Délicatement, l’équipe de soigneurs ramène Kenzo la tortue de mer sur la plage de Watamu, au sud-est du Kenya, jonchée de bouchons, pots de yaourt et tongs usagées. Enfin débarrassé de son harnais, l’animal pousse dur sur ses pattes et gagne les vagues mouchetées de ces déchets qui menacent tant de ses congénères.
Dans un mouvement parfait, Kenzo disparaît dans les profondeurs de l’océan Indien. Cas rare de fin heureuse pour ces tortues kényanes directement menacées par notre surconsommation de plastique.
Plusieurs dizaines d’entre elles réclament chaque année une prise en charge urgente sur cette côte idyllique de Watamu où s’accumulent des plastiques venus parfois de très loin, d’Indonésie, de Madagascar ou du Yémen, comme en témoignent les étiquettes sur les détritus.
Les plus courants sont les bouchons, mais il y a aussi les briquets, brosses à dents, emballages alimentaires, bouteilles, et bien sûr les sacs. Que les tortues confondent avec des méduses ou autres sources de nourriture.
“Cela provoque une occlusion… mais elles ont toujours faim, alors elles continuent de manger. Ca s’accumule, ça s’accumule, et elles finissent par imploser,” explique Casper van de Geer, directeur du Local Ocean Conservation, qui prend en charge les tortues de Watamu.
“Ou bien elles souffrent tellement qu’elles sentent qu’elles doivent cesser de manger. Alors elles meurent de faim,” explique-t-il, tout en ramassant des déchets sur la plage.
Beaucoup de tortues sont ainsi retrouvées flottant, tout juste en vie, si remplies de plastique qu’elles ne parviennent plus à plonger. A ce stade, très peu peuvent être sauvées.
A la “clinique” des tortues, l’équipe de Casper van de Geer leur administre des laxatifs.
“Cela prend un certain temps, mais à la fin, après beaucoup de souffrance… je veux dire, c’est un reptile, qui ne peut exprimer sa souffrance sur son visage, mais vous pouvez voir qu’il ferme ses yeux et qu’il est entièrement tendu, et soudain +pouf+, tout sort”, décrit-il. “Mais parfois elles n’y arrivent pas. Et souvent l’animal meurt.”

__Série d'exercices__.
- a) D'après l'article sur les tortues de Watamu, de quels pays viennent parfois les plastiques qui s'accumulent sur cette côte ?
- b) Recopiez l'article sur les tortues de Watamu à partir des mots « Beaucoup de tortues » et jusqu'à « peuvent être sauvées. » inclus.
On n'a pas besoin de la liste.

__Données fournies__.
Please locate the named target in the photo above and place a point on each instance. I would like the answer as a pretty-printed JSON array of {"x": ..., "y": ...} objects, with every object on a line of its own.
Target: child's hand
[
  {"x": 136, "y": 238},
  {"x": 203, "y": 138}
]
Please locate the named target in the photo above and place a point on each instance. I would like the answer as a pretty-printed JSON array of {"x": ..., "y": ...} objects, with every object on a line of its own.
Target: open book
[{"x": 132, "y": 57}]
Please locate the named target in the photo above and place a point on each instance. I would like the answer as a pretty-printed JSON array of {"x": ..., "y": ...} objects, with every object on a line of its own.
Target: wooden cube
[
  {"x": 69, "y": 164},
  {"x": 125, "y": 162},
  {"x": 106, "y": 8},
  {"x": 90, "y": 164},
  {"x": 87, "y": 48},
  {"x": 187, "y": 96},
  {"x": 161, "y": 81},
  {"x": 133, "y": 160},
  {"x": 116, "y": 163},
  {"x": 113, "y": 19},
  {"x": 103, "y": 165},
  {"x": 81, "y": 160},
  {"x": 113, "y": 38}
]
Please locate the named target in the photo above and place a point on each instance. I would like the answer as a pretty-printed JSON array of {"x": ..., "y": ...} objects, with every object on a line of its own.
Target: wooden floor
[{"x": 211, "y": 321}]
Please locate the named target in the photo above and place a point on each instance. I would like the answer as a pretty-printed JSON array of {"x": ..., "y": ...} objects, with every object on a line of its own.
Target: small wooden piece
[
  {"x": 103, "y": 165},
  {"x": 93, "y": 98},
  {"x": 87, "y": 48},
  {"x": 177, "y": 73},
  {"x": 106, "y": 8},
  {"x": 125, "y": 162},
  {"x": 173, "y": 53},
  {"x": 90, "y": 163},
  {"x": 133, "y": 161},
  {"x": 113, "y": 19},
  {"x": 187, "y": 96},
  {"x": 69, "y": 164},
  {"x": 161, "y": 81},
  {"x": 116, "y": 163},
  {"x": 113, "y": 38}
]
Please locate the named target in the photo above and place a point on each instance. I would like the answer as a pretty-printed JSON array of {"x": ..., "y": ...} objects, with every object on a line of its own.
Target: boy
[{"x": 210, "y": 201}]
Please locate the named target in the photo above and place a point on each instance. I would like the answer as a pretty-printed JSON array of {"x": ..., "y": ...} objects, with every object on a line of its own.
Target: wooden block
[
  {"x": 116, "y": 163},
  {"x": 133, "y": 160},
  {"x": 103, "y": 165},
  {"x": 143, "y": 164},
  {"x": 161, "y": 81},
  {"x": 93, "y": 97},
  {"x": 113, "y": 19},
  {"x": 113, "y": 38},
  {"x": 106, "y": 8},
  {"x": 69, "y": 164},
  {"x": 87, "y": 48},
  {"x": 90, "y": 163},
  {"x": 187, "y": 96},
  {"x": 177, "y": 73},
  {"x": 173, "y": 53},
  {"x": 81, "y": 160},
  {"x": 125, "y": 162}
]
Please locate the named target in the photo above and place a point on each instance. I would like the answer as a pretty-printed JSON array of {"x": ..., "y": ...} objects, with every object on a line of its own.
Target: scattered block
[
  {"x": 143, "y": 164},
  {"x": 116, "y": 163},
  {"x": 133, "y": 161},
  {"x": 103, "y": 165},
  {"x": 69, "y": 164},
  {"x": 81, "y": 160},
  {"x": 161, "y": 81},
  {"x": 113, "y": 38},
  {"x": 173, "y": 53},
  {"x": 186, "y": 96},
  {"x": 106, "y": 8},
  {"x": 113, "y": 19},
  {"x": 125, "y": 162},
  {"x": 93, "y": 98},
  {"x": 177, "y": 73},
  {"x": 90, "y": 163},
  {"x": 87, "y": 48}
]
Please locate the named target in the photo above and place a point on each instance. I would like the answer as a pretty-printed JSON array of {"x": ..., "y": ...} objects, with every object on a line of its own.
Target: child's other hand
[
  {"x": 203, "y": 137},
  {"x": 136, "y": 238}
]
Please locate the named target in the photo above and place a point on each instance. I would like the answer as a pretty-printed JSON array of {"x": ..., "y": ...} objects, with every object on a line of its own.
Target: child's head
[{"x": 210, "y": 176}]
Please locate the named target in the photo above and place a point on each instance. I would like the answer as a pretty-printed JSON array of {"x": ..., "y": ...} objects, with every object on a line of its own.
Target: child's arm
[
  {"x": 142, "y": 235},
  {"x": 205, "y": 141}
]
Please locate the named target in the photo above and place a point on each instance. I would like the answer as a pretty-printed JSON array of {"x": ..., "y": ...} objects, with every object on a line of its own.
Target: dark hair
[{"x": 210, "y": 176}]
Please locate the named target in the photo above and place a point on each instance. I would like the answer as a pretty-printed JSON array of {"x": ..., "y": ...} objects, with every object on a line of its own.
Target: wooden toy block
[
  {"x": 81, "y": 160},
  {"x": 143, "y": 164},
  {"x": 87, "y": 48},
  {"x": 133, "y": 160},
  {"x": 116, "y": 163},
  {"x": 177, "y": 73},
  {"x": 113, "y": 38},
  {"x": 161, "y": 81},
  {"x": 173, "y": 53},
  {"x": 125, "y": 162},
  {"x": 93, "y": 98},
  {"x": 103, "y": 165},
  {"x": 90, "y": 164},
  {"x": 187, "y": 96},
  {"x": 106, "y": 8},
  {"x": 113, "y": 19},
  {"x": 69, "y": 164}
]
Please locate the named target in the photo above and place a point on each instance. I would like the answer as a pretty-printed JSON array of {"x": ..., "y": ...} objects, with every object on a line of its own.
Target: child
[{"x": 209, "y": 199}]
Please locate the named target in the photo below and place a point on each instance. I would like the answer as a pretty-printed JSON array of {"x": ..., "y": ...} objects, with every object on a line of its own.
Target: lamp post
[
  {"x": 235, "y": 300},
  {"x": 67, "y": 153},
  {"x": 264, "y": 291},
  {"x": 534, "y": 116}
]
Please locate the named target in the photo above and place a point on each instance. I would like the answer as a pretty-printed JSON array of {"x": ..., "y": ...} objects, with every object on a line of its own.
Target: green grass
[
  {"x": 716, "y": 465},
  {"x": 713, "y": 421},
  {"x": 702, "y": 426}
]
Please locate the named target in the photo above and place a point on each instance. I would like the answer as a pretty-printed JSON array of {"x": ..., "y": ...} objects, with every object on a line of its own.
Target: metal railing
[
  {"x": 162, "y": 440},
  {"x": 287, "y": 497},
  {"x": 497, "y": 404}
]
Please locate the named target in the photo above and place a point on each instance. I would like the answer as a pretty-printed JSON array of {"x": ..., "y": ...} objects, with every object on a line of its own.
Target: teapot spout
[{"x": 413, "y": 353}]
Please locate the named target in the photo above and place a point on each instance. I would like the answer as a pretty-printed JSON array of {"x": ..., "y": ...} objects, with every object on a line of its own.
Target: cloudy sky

__Exercices corrigés__.
- a) D'Indonésie, de Madagascar ou du Yémen.

- b)
Beaucoup de tortues sont ainsi retrouvées flottant, tout juste en vie, si remplies de plastique qu’elles ne parviennent plus à plonger. A ce stade, très peu peuvent être sauvées.